» Your task: When you copy the entries, match them exactly and omit the pictures.

Start of Information given

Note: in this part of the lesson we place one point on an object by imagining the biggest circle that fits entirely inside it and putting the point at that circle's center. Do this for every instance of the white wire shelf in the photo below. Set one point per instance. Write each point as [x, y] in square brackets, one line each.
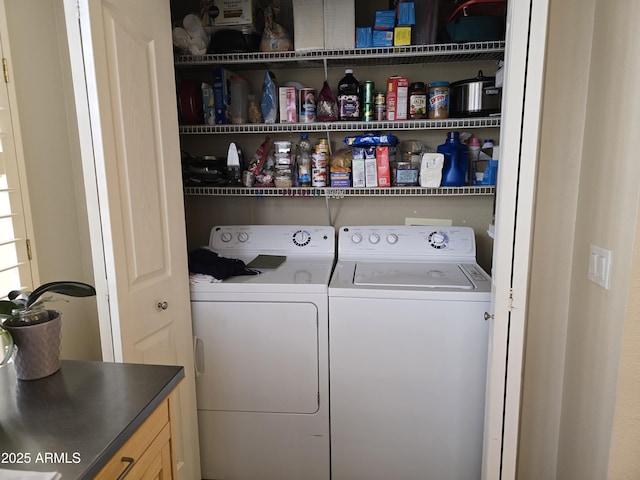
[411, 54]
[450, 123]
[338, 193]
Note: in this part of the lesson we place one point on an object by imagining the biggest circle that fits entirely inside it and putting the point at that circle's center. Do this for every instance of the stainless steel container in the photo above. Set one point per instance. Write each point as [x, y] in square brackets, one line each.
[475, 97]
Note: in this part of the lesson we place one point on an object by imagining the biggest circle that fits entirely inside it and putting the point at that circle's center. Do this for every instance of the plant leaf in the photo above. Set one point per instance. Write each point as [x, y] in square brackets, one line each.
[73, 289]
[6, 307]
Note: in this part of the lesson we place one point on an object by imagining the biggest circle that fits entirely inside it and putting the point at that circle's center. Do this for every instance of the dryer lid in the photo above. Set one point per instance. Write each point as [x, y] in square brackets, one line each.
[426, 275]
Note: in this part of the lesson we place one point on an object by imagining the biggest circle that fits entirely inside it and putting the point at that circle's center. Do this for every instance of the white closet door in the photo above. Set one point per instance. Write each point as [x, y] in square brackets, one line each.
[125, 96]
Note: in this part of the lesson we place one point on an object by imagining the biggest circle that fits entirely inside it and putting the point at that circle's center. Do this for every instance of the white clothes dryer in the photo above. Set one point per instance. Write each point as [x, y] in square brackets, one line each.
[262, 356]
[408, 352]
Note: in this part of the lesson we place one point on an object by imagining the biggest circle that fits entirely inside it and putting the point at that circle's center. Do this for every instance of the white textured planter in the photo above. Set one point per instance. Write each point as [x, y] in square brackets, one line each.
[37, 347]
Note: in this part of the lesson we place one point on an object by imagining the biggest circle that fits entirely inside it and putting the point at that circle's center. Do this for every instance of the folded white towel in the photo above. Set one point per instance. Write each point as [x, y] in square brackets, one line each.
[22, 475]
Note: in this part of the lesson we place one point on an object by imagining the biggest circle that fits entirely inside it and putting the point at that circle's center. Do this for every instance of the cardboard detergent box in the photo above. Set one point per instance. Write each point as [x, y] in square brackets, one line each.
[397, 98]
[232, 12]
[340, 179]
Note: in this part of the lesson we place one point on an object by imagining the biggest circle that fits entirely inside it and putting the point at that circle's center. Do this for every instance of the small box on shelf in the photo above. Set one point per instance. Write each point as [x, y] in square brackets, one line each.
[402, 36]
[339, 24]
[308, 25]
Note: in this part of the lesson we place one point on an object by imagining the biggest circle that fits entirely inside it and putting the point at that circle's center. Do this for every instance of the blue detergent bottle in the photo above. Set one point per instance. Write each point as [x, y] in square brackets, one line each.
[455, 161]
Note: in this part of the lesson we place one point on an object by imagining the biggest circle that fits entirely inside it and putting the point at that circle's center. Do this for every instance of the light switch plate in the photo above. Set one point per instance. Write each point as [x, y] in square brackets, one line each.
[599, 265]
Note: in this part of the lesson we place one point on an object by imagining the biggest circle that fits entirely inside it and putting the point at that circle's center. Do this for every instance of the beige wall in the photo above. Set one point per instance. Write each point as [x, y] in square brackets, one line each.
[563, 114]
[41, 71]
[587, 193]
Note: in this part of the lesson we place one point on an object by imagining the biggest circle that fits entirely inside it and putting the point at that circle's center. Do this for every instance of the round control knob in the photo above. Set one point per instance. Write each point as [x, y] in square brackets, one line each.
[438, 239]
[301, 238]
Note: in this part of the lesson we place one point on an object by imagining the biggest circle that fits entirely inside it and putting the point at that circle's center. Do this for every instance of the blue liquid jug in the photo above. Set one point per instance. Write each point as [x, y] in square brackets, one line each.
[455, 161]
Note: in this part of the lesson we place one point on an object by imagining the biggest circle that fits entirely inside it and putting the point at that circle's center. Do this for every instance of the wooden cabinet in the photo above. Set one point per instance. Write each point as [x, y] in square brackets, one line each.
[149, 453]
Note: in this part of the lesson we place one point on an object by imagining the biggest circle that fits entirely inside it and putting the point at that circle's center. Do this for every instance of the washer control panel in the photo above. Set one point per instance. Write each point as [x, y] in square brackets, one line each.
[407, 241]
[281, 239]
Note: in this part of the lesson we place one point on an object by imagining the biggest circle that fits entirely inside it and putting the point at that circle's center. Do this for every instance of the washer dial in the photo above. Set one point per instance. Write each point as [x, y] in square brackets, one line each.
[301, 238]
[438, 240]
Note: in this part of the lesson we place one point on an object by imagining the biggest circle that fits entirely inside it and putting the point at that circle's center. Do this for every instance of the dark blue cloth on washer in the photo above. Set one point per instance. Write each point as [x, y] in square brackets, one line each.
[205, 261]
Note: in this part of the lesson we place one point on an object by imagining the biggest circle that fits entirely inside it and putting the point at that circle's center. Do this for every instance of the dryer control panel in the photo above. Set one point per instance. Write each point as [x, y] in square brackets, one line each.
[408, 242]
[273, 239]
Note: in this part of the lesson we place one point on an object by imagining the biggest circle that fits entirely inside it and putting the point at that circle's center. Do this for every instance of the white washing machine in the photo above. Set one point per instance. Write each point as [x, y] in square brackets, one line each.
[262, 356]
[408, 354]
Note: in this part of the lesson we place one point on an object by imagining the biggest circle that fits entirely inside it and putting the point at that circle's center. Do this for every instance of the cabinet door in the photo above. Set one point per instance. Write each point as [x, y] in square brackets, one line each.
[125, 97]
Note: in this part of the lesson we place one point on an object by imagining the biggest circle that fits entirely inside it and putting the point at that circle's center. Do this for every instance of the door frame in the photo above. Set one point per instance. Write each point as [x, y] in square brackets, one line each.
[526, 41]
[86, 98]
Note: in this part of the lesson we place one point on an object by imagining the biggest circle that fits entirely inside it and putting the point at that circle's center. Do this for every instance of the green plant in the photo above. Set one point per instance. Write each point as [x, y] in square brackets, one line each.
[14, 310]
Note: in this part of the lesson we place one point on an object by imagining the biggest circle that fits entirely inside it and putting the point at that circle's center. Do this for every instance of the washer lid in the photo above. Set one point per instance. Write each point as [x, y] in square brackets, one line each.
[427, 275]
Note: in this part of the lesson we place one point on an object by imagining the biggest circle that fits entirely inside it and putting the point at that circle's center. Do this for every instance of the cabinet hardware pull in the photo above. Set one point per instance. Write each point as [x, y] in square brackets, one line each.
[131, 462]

End of Information given

» Finished task:
Note: in this part of the lesson we place one point on an object by imagining the biggest circle that fits entirely inside it and putting the point at that circle's center. Do this for every instance of the white wire shelf in the photo below. Set one point per instance. Write each point as [x, y] in square brackets, one line each.
[411, 54]
[450, 123]
[338, 193]
Note: in this part of the lesson we place one point on an object by imagining the biggest circle that fits entirely inside it and putting the point at that circle's center. Do this for every instance of the stainless steel container in the photo above. Set one point per instance. Write each point as [x, y] in square brackets, one line each.
[475, 97]
Note: in this part of the lesson we place one point on an object by imagining the biggest circle that fits entirely inside it and putting the point at that circle's center. Do this for every instance of the plant leaf in the photo above. Set one point per instance. Write each point as [x, y] in square brackets, one line each.
[73, 289]
[6, 307]
Note: in this part of the lesson we place one point on an object by imagining the biggest circle that fits entirely inside it and putting the point at that circle's center. Do this for every instance of the dryer lid in the photo above. Set one point per instance. Write each point as [x, y] in square brackets, one line each.
[426, 275]
Note: in this part of the lesson we place one point on an object by imagining the biggest circle that fits entirely inside it and putting the point at that circle's center. Do this for every instance of the white closet door in the photo above. Set one point per instance. Write each point as [x, y] in square brackets, one line each.
[125, 96]
Note: in this part of the lesson we place one point on an object by imagining the biggest circle that fits entirely inside it and putting the point at that circle's center. Do this for every instance of the white clothes dryer in the photo above. Set one point per instance. Write each point as [x, y] in square brackets, one line each.
[262, 356]
[408, 352]
Note: in this part of the lesson we place one point on an object by imagining the biggest circle that fits entirely inside it and putting the point at that circle's center. Do this for every instance of the white textured planter in the photo above. Set one point per instance. Write each point as [x, y] in square brackets, one line each.
[37, 347]
Note: in this part of the lesson we place one point on an object by imagining the biggest circle that fits entirely inside it and putting the point at that circle's center. Do this for every instance of the folded white towel in the photo above. Set one point per instance. Write each point as [x, y] in square brackets, one line each.
[22, 475]
Note: in this part of the lesson we place one point on an object by imagining the biggest circle that fits entirely inside it and putting the point at that circle's center. Do this for every instance of the cardboard detergent box in the photo above. Set one point per instance. Write each point as [x, y] in square brackets, one line each.
[397, 98]
[232, 12]
[340, 179]
Note: in this part of the lesson we place one point on an object by imagining the biggest circle that fits entirely inside it and putting the point at that circle's center. Do this for every instance of the small box on shelf in the photo above. Set one point per instance. Write each point as [x, y] in square brackets, one line each.
[402, 36]
[339, 24]
[308, 25]
Note: in this part of the lesson we place one point on an object by imagining the biggest circle that fits entirely inside it and putting the point at that circle's center. Do this for every instance of the blue detergent bottle in the photo above. Set one point per instance. Write each point as [x, y] in square brackets, one line each.
[455, 161]
Note: in this part of the lesson we place one point on an object by imagining the biggest circle that fits entirely inside it and putting the point at that circle's center. Do this for every instance of the light switch plate in the photo above. Set one point per instance. Write each point as [x, y] in square brackets, one line each.
[599, 265]
Note: in this part of the lesson we place one point on an object by imagining the biggest circle that fits entirely inside it and putting the point at that circle's center. Do this for every instance of the beige wall in the photo above. Set one point per instance. Write each point as [x, y] in square brackets, one line each.
[563, 114]
[41, 71]
[587, 193]
Note: in this part of the lesson we place one point on an object by imagining the biggest circle that fits entirely inside it and putting the point at that circle's center. Do this for every instance of the round control knob in the photo above. Set one point per instance. Write each point as [x, y] in square brackets, one line each.
[438, 239]
[301, 238]
Note: in this part of the lesson we place one point on an object by imagining the biggest circle that fits entirely inside it and putting the point at that circle's center. Do this for every instance of the blue liquid jug in the photo above. Set one point per instance. Write each point as [x, y] in square brackets, one line each.
[455, 161]
Note: in this part of the lesson we place one point on an object by imagining the biggest circle that fits entirely inside it and putting the point at that circle's center. Do this for every instance of the wooden cabinet in the photo above. Set one point per instance. Write each point as [x, y] in square brackets, one line each.
[149, 453]
Note: in this part of the lesson we place one point on an object by imagining the biggest circle that fits entirely inside it and putting the point at that circle's center. Do this for every instance of the washer control panel in the photo above. Set one point per instance. Write each point as [x, y] in square brackets, one line each.
[407, 241]
[281, 239]
Note: in this part of the lesson we place one point on an object by imagining the biggest circle that fits entirely inside it and putting the point at that circle's center. Do this for every instance of the washer dial in the photo above. Set one point per instance. Write each point as [x, y] in square brackets, one line each.
[301, 238]
[438, 240]
Note: in this part of the lesson we place one point on an object by imagining the biggest circle that fits entirely inside it and putting the point at that circle's center. Do this for every instance of the dark blue cloth on washer in the photo above. Set one point per instance. Write each point as [x, y] in square brackets, one line each.
[205, 261]
Note: in this part of the lesson we place one point on an object by imagining the biggest circle that fits entirely inside it and putting the point at that circle's center. Do this for every instance of the dryer control panel in the photo above. Set one point per instance. Write each point as [x, y] in square brackets, one line each.
[408, 242]
[273, 239]
Note: in this part of the lesson we place one point on an object by imagining the biggest circle that fits entirely inside it and putting the point at that circle's center. Do this for every instance of the white washing machine in the photo above. Set one point per instance. Write each point as [x, y] in square brackets, one line each.
[262, 356]
[408, 354]
Note: in this part of the lesson we place one point on an object by imagining the biggest circle that fits entirely inside it and putting the point at that circle's center. Do this for every instance of the cabinet door in the photo above. Set one point per instance. Write each point as [x, y] in square brackets, one line each.
[125, 97]
Note: in this part of the lesson we place one point on an object by imagining the biggest circle that fits entirely inside it and putting the point at that circle's center. Do this for every instance of the door frame in the photo above. Set one point per instance. Write each point as [x, y] in square brackets, one line each.
[526, 41]
[86, 98]
Note: in this part of the lesson we place one point on an object by imagining the biggest circle that fits entirely inside it and putting the point at that circle's center. Do this for every instance of the green plant in the photo above. Set one point per instance. Write each point as [x, y] in square brackets, one line each.
[14, 310]
Note: in this part of the lesson we place one point on an object by imagining the biggest circle that fits entirely inside it and putting the point at that circle's center. Do this for every instance of the washer lid in the photo above. Set one point per instance. Write each point as [x, y] in square brackets, one line each.
[427, 275]
Note: in this part of the lesson we place one point on an object by imagining the biggest circle that fits entirely inside it and putting the point at that circle's center. Do this for every instance of the cabinet hardware pull in the photo above. Set one point per instance. Write each point as [x, y] in square brackets, one line each.
[131, 462]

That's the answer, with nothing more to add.